>> Start The records
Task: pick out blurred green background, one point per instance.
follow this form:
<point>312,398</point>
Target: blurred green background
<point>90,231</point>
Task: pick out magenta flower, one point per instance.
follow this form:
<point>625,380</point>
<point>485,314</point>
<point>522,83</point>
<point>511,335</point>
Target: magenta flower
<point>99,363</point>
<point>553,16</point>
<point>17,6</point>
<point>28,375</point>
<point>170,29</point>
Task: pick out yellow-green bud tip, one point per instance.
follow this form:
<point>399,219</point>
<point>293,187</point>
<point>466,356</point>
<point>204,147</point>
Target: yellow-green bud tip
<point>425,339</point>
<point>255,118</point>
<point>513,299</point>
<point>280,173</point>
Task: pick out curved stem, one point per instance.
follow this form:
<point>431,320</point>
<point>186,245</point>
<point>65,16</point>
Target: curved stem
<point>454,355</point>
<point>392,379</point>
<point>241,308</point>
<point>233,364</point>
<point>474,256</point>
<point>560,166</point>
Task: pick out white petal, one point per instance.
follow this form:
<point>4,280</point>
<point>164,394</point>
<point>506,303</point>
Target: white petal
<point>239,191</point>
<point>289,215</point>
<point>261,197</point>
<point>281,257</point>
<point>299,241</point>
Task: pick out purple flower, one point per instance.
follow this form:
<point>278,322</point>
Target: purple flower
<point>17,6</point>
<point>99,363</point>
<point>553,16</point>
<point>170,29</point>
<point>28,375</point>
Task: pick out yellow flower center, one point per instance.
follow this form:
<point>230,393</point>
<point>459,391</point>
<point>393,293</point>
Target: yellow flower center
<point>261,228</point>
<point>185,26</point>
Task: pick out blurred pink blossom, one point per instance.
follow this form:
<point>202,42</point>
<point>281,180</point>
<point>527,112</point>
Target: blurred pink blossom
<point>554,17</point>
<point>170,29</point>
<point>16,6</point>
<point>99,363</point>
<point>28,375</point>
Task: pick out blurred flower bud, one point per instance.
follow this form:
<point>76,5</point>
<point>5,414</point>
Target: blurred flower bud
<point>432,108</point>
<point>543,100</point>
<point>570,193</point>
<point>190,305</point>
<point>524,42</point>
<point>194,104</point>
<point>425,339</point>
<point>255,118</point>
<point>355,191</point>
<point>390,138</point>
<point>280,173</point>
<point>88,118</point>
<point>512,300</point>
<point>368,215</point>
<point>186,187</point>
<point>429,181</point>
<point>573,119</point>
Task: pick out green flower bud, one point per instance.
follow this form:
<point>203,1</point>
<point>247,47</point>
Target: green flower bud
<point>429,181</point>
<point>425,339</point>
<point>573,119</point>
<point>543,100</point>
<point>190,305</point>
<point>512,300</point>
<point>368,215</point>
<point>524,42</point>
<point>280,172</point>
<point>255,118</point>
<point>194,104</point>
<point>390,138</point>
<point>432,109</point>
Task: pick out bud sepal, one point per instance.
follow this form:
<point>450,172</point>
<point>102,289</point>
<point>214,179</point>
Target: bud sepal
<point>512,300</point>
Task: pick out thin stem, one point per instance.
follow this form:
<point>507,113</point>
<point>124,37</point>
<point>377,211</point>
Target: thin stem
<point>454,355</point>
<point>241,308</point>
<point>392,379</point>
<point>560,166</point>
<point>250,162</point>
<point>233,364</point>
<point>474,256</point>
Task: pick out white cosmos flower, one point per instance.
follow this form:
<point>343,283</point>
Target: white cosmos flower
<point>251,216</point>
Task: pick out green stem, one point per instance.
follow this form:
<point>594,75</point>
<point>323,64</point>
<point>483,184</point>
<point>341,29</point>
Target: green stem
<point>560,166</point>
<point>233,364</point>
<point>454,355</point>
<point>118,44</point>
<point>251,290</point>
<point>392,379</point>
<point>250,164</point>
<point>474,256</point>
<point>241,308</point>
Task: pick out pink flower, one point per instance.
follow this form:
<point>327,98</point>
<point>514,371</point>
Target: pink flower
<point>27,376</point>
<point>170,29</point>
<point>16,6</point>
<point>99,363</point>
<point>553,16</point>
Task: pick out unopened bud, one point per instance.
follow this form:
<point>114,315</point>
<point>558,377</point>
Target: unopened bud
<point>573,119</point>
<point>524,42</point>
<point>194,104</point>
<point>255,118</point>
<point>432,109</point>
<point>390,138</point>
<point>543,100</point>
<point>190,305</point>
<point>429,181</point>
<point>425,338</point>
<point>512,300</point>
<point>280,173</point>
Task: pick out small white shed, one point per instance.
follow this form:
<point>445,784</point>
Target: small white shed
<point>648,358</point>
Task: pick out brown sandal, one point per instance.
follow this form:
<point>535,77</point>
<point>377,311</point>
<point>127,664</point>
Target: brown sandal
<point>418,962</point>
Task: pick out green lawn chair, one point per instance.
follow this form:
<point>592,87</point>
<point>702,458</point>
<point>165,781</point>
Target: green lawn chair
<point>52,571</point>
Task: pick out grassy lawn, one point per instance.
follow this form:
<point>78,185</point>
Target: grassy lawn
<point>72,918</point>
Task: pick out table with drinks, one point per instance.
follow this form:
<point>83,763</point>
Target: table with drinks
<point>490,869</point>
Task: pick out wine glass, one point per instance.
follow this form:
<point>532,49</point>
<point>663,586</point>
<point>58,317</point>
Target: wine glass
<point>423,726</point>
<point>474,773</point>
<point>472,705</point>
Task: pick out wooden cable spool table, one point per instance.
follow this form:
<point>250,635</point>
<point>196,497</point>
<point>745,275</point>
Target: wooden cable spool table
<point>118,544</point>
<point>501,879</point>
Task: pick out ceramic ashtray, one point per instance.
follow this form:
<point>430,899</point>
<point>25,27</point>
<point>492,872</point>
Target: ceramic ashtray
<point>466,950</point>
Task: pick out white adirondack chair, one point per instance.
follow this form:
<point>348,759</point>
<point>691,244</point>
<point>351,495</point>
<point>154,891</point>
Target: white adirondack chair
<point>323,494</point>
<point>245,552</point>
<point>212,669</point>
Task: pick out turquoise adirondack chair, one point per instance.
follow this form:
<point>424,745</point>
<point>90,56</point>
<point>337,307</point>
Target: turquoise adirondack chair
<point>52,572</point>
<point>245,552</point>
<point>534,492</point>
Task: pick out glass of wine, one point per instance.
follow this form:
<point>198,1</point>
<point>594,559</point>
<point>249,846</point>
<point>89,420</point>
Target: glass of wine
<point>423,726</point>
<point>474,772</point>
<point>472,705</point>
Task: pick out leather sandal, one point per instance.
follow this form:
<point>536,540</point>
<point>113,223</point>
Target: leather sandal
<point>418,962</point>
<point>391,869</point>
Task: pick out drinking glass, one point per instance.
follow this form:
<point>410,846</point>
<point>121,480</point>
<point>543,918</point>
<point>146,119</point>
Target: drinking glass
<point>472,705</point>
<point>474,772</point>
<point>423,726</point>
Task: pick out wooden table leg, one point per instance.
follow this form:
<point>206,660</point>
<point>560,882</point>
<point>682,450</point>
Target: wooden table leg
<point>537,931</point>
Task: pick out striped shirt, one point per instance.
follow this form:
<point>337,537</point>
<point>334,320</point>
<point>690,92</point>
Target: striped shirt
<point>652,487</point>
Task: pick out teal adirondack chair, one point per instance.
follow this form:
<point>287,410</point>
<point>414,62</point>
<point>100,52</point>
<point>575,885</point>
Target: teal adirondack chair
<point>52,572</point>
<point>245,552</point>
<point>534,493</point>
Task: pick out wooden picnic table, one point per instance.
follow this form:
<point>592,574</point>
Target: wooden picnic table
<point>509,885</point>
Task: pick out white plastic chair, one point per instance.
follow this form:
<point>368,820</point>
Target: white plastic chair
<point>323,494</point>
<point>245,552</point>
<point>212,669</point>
>> End The records
- _Task objective_: Write out all the rows above again, swapping every "pick out" for "mark" and leaving everything else untouched.

- _Final result_:
Task: mark blurred green background, one point per instance.
follow this form:
<point>312,398</point>
Target: blurred green background
<point>90,231</point>
Task: mark magenta flower, one point per instance.
follow this form:
<point>625,380</point>
<point>485,314</point>
<point>522,83</point>
<point>511,335</point>
Target: magenta flower
<point>99,363</point>
<point>553,16</point>
<point>17,6</point>
<point>28,375</point>
<point>170,29</point>
Task: mark yellow-green bud tip, one point per instance.
follow this form:
<point>399,219</point>
<point>293,187</point>
<point>466,356</point>
<point>204,147</point>
Target: yellow-green bud tip
<point>425,339</point>
<point>255,118</point>
<point>513,299</point>
<point>280,173</point>
Task: mark curved stem, one point per instance.
follow this form:
<point>431,320</point>
<point>186,245</point>
<point>65,16</point>
Target: curved stem
<point>454,355</point>
<point>392,379</point>
<point>241,308</point>
<point>233,364</point>
<point>474,256</point>
<point>560,166</point>
Task: mark white petal, one point per instance.
follow this form:
<point>4,280</point>
<point>164,394</point>
<point>506,303</point>
Target: white petal
<point>239,191</point>
<point>289,215</point>
<point>261,197</point>
<point>281,257</point>
<point>299,241</point>
Task: mark purple flower, one point per instance.
follow this form:
<point>278,322</point>
Target: purple flower
<point>17,6</point>
<point>99,363</point>
<point>553,16</point>
<point>170,29</point>
<point>28,375</point>
Task: mark yellow flower center, one point per instance.
follow this form:
<point>230,393</point>
<point>459,391</point>
<point>393,293</point>
Target: yellow flower center
<point>261,228</point>
<point>185,26</point>
Task: mark blurred pink blossom, one point per instance.
follow this form:
<point>202,42</point>
<point>281,180</point>
<point>527,112</point>
Target: blurred pink blossom
<point>554,17</point>
<point>170,29</point>
<point>16,6</point>
<point>99,363</point>
<point>28,375</point>
Task: mark blurred flower bud, one point per instance.
follow this form:
<point>76,5</point>
<point>5,414</point>
Target: blurred flower bud
<point>432,108</point>
<point>543,100</point>
<point>570,193</point>
<point>190,305</point>
<point>524,42</point>
<point>194,104</point>
<point>425,339</point>
<point>255,118</point>
<point>355,191</point>
<point>390,138</point>
<point>280,173</point>
<point>88,118</point>
<point>512,300</point>
<point>368,215</point>
<point>186,187</point>
<point>429,181</point>
<point>573,119</point>
Task: mark green flower bud, one point per instance.
follow this form:
<point>203,1</point>
<point>247,47</point>
Target: green flower bud
<point>429,181</point>
<point>425,339</point>
<point>573,119</point>
<point>543,100</point>
<point>190,305</point>
<point>512,300</point>
<point>368,215</point>
<point>524,42</point>
<point>280,172</point>
<point>255,118</point>
<point>194,104</point>
<point>390,138</point>
<point>432,109</point>
Task: mark bud sepal, one point per instance.
follow this form:
<point>450,172</point>
<point>102,289</point>
<point>214,179</point>
Target: bud sepal
<point>512,300</point>
Task: mark thin stem, one point per instance.
follow this form:
<point>507,113</point>
<point>124,37</point>
<point>377,211</point>
Target: thin stem
<point>454,355</point>
<point>241,308</point>
<point>392,379</point>
<point>560,166</point>
<point>250,162</point>
<point>233,364</point>
<point>474,256</point>
Task: mark white cosmos flower, one point per instance.
follow this form:
<point>343,283</point>
Target: white cosmos flower
<point>251,216</point>
Task: mark green stem, one point per instance.
follow this form:
<point>594,75</point>
<point>323,64</point>
<point>483,184</point>
<point>341,29</point>
Target: green stem
<point>560,166</point>
<point>233,364</point>
<point>454,355</point>
<point>118,44</point>
<point>251,290</point>
<point>392,379</point>
<point>250,164</point>
<point>474,256</point>
<point>241,308</point>
Task: mark pink flower, one point per instance.
follow this form:
<point>327,98</point>
<point>514,371</point>
Target: pink flower
<point>27,376</point>
<point>170,29</point>
<point>16,6</point>
<point>99,363</point>
<point>553,16</point>
Task: mark unopened bud, one point per instance.
follow this form:
<point>114,315</point>
<point>558,377</point>
Target: unopened bud
<point>573,119</point>
<point>524,42</point>
<point>194,104</point>
<point>255,118</point>
<point>432,109</point>
<point>390,138</point>
<point>543,100</point>
<point>190,305</point>
<point>429,181</point>
<point>425,338</point>
<point>512,300</point>
<point>280,173</point>
Task: mark small white shed, one point per instance.
follow this form:
<point>445,784</point>
Target: small white shed
<point>648,358</point>
Task: mark brown sandal, one point per instance.
follow this form:
<point>535,77</point>
<point>377,311</point>
<point>127,664</point>
Target: brown sandal
<point>418,962</point>
Task: mark green lawn chair, one point per instance.
follow this form:
<point>592,87</point>
<point>702,458</point>
<point>165,781</point>
Target: green lawn chair
<point>52,571</point>
Task: mark grassy lawn, one point per instance.
follow this form:
<point>78,185</point>
Target: grassy lawn
<point>72,918</point>
Task: mark table with drinks, one point per instance.
follow this form:
<point>83,763</point>
Target: table with drinks
<point>490,869</point>
Task: mark wine glass, one point per instance.
follow this form:
<point>532,49</point>
<point>663,586</point>
<point>58,317</point>
Target: wine glass
<point>423,726</point>
<point>474,773</point>
<point>472,705</point>
Task: mark wooden cable spool table, one point per instance.
follow this form:
<point>250,635</point>
<point>196,497</point>
<point>745,275</point>
Target: wooden cable spool table
<point>118,544</point>
<point>501,879</point>
Task: mark ceramic ashtray, one point per instance.
follow this form:
<point>430,899</point>
<point>25,27</point>
<point>492,872</point>
Target: ceramic ashtray
<point>466,950</point>
Task: mark white adirondack chair, one point per instance.
follow this form:
<point>348,759</point>
<point>691,244</point>
<point>351,495</point>
<point>154,891</point>
Target: white adirondack chair
<point>323,494</point>
<point>245,552</point>
<point>212,669</point>
Task: mark turquoise adirondack chair, one point per instance.
follow this form:
<point>424,745</point>
<point>90,56</point>
<point>337,307</point>
Target: turquoise adirondack chair
<point>52,572</point>
<point>245,552</point>
<point>534,492</point>
Task: mark glass of wine, one point per instance.
follow this form:
<point>198,1</point>
<point>594,559</point>
<point>249,846</point>
<point>89,420</point>
Target: glass of wine
<point>423,726</point>
<point>474,772</point>
<point>472,705</point>
Task: mark leather sandal, one point per instance.
follow this form:
<point>536,540</point>
<point>113,223</point>
Target: leather sandal
<point>418,962</point>
<point>391,869</point>
Task: mark drinking glass, one point per instance.
follow this form:
<point>410,846</point>
<point>121,480</point>
<point>543,918</point>
<point>146,119</point>
Target: drinking glass
<point>472,705</point>
<point>474,772</point>
<point>423,726</point>
Task: mark wooden table leg, one point per instance.
follow this form:
<point>206,660</point>
<point>560,882</point>
<point>682,450</point>
Target: wooden table leg
<point>537,931</point>
Task: mark striped shirt, one point per instance.
follow this form:
<point>337,537</point>
<point>334,320</point>
<point>690,92</point>
Target: striped shirt
<point>652,487</point>
Task: mark teal adirondack chair, one point per instance.
follow this form:
<point>287,410</point>
<point>414,62</point>
<point>100,52</point>
<point>575,885</point>
Target: teal adirondack chair
<point>52,572</point>
<point>245,552</point>
<point>534,493</point>
Task: mark wooden picnic table, one point per instance.
follow this form:
<point>592,574</point>
Target: wooden picnic table
<point>509,885</point>
Task: mark white plastic chair, one point per instance.
follow this form:
<point>368,820</point>
Target: white plastic chair
<point>323,494</point>
<point>245,552</point>
<point>212,669</point>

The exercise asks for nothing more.